Region pointing data
━━━━━━━━━━
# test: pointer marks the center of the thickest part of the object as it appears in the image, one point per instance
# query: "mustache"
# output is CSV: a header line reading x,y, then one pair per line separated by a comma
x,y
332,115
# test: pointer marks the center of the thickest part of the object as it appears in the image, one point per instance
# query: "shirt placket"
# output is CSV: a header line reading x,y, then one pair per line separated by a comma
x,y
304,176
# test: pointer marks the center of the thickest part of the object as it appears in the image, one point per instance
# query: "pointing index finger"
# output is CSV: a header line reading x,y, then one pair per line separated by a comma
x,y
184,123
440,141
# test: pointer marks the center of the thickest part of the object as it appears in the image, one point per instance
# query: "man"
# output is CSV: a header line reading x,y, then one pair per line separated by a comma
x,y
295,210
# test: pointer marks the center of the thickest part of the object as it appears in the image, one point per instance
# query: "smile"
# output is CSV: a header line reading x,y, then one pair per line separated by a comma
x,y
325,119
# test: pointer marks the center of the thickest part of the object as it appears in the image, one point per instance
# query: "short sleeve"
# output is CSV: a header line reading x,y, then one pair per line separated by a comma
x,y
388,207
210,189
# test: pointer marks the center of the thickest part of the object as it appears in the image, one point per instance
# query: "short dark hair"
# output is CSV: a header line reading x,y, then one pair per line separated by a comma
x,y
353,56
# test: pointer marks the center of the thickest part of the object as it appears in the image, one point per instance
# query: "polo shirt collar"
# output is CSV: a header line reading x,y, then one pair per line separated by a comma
━━━━━━━━━━
EXERCISE DESCRIPTION:
Only a number is wanted here: how many lines of the records above include the string "short"?

EXPECTED ANSWER:
2